Convert the lines from the one containing "tire with one point per instance." through the end of the material into a Markdown table with the columns Row and Line, leaving out blank lines.

(Dataset rows)
§

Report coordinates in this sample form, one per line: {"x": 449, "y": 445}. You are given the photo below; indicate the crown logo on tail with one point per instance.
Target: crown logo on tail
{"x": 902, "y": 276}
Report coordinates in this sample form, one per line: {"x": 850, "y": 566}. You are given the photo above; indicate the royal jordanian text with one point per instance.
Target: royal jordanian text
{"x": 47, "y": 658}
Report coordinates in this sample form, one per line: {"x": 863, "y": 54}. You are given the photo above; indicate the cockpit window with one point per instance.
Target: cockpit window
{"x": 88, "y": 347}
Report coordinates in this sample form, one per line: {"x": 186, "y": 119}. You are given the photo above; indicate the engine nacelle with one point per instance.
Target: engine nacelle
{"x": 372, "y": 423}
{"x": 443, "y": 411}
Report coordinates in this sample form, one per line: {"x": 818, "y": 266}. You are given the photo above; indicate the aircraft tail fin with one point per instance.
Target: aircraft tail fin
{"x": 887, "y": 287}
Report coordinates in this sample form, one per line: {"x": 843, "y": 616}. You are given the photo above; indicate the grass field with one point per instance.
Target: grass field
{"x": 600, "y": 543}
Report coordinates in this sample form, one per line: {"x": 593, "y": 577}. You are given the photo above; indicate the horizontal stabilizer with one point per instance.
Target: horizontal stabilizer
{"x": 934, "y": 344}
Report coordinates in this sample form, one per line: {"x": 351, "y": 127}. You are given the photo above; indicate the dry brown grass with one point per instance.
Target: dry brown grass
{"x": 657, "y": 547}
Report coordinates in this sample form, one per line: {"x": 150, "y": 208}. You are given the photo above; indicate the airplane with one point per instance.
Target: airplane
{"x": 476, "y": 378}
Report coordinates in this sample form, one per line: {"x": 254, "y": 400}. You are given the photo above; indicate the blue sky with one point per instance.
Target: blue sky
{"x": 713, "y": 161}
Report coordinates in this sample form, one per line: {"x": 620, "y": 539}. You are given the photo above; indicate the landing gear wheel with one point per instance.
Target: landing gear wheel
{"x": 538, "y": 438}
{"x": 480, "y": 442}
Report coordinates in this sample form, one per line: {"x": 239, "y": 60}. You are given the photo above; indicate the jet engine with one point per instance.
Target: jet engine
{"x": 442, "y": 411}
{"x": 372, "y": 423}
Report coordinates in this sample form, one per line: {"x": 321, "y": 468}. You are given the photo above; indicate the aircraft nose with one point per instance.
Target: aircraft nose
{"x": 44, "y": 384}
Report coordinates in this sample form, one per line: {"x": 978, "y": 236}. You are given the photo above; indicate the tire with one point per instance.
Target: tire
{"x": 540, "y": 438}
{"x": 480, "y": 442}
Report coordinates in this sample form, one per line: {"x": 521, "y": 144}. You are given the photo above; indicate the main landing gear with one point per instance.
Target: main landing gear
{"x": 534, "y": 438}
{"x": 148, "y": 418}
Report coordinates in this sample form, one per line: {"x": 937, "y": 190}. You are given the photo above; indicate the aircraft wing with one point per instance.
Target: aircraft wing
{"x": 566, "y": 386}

§

RESPONSE:
| Row | Line |
|---|---|
| 1 | Report coordinates in this sample form, one per line: {"x": 978, "y": 236}. You are given the photo above; indicate the tire with one point per instance. |
| 2 | Target: tire |
| 3 | {"x": 540, "y": 438} |
| 4 | {"x": 480, "y": 442} |
| 5 | Report coordinates in this sample form, one per line: {"x": 521, "y": 144}. You are given the photo above; indicate the main landing gear with one point per instance. |
| 6 | Target: main landing gear |
| 7 | {"x": 534, "y": 438} |
| 8 | {"x": 148, "y": 418} |
| 9 | Report coordinates in this sample form, one per line: {"x": 937, "y": 190}. You are given the photo above; indicate the aircraft wing with one point per instance. |
| 10 | Target: aircraft wing |
| 11 | {"x": 566, "y": 386} |